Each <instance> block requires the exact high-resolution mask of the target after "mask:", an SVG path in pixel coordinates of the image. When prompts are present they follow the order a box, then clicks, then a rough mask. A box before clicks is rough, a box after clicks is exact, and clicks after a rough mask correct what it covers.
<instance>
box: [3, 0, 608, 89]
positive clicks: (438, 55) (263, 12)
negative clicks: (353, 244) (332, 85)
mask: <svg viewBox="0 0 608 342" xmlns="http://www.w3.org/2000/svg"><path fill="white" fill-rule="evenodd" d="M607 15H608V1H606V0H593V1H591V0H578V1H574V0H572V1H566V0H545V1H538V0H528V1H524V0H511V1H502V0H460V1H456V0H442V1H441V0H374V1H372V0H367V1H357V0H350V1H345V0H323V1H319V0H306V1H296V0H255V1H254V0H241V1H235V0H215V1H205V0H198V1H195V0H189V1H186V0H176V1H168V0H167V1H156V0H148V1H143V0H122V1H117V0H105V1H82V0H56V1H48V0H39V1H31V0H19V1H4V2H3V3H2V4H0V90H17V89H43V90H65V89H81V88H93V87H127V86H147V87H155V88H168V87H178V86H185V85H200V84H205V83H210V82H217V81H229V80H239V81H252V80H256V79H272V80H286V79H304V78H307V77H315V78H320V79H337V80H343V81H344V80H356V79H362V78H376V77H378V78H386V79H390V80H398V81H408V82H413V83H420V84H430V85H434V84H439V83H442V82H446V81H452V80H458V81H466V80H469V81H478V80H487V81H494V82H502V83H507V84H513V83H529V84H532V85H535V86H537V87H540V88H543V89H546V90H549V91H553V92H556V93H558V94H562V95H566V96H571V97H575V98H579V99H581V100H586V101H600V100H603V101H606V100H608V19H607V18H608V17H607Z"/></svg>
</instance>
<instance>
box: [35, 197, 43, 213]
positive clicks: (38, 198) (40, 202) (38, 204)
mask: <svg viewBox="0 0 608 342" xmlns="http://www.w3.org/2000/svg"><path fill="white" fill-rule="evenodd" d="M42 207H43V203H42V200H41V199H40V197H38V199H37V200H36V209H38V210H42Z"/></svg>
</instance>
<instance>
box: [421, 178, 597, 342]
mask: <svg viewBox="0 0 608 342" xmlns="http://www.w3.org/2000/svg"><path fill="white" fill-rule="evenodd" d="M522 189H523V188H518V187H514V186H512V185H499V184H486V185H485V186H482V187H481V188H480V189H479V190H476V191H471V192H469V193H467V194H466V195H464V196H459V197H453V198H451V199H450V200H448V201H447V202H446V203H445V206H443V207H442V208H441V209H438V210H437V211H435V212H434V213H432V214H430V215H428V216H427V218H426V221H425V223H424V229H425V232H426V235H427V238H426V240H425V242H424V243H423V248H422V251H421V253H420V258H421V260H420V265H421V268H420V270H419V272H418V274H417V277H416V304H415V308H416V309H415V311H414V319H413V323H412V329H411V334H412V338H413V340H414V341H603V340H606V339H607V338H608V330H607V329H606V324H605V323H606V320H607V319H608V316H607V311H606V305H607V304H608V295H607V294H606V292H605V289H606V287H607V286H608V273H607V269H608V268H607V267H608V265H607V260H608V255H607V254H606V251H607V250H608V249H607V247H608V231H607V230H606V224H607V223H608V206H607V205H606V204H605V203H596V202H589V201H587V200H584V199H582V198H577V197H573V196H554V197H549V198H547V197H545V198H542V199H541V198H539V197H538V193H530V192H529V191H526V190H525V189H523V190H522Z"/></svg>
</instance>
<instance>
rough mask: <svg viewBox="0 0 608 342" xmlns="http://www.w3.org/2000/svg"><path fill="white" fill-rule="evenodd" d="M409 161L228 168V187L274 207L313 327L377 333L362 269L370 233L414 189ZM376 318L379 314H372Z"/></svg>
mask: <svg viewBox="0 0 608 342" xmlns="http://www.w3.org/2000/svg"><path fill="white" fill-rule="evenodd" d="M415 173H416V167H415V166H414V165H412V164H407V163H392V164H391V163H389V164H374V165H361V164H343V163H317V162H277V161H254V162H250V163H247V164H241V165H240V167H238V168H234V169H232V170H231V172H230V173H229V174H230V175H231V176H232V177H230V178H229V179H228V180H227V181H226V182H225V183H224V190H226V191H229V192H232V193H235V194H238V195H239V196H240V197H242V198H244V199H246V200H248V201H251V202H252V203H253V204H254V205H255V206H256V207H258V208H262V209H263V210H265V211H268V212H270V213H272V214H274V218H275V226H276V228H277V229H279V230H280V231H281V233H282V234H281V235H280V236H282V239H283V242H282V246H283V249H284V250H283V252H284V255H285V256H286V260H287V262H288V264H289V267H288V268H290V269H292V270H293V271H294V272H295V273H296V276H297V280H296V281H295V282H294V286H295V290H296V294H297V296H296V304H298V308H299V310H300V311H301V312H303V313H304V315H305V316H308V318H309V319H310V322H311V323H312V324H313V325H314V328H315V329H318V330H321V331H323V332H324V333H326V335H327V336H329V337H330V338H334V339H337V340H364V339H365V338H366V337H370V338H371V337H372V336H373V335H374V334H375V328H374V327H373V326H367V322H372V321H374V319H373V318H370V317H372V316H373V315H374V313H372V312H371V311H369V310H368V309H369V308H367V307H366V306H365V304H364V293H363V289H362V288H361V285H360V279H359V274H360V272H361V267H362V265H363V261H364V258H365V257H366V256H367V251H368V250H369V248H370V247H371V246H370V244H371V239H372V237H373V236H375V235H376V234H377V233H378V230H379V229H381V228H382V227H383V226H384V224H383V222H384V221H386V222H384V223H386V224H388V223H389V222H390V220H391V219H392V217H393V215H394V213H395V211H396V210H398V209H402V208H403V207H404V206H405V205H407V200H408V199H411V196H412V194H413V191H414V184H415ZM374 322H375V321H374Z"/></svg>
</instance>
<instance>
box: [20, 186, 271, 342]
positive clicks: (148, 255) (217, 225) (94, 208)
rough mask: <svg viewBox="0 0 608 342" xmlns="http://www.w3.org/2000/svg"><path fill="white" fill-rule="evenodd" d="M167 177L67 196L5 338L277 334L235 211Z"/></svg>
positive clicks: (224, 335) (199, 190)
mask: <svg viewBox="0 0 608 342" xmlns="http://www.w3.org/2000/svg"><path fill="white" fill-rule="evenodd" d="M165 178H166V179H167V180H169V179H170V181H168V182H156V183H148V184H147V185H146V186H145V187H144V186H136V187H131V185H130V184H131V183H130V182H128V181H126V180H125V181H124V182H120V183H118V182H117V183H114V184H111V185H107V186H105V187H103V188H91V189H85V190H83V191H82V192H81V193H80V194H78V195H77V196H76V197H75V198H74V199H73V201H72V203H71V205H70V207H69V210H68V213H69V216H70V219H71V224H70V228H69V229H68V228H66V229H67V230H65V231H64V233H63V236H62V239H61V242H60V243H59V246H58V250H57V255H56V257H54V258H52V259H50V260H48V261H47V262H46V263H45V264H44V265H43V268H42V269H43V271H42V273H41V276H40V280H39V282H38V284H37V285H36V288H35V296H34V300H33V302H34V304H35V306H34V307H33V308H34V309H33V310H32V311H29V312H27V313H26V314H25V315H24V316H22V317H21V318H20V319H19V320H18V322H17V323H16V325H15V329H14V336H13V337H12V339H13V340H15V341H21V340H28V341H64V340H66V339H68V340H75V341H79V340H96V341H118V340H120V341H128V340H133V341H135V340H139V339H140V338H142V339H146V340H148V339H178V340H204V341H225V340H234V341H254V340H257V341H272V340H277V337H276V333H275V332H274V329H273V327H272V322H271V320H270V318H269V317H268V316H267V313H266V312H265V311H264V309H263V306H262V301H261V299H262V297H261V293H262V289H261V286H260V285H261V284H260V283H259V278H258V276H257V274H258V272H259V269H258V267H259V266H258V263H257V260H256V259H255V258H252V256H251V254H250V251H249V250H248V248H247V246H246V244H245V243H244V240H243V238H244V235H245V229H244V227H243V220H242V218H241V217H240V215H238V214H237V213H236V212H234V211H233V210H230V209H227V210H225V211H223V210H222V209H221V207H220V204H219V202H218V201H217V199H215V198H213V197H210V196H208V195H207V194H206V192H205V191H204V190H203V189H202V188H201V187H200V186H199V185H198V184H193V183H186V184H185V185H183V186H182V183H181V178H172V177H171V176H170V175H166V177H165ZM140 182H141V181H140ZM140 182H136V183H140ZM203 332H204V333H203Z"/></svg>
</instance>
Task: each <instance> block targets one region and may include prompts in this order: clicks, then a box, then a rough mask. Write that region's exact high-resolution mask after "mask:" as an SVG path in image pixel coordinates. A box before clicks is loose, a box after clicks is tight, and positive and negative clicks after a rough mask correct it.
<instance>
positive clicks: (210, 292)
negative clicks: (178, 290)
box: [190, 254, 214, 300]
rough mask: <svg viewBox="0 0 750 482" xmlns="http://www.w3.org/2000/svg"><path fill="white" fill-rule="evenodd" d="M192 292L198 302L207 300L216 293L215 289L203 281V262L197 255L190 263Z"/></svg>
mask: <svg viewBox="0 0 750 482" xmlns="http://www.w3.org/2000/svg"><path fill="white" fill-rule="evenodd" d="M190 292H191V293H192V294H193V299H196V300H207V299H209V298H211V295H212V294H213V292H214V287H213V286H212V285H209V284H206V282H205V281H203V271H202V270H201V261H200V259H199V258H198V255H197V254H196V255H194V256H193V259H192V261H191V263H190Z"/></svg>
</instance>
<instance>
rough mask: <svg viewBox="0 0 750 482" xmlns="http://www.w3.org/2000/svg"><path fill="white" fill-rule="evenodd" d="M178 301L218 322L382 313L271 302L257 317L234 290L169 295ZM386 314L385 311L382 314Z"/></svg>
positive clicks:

......

→ WHAT IS REQUIRED: Reproduce verbatim everything from the start of the items down to and including the line that contains "negative clicks: (353, 244) (332, 85)".

→ OUTPUT FOR THIS EXERCISE:
Each <instance> block requires the exact high-resolution mask of the target after "mask:", an SVG path in pixel coordinates of the image. When prompts are present they follow the order a box, then clicks, then a rough mask. A box before clicks is rough, a box after clicks is exact, and clicks after a rough mask correct what it covers.
<instance>
box: [3, 0, 608, 89]
positive clicks: (438, 55) (263, 12)
negative clicks: (353, 244) (332, 85)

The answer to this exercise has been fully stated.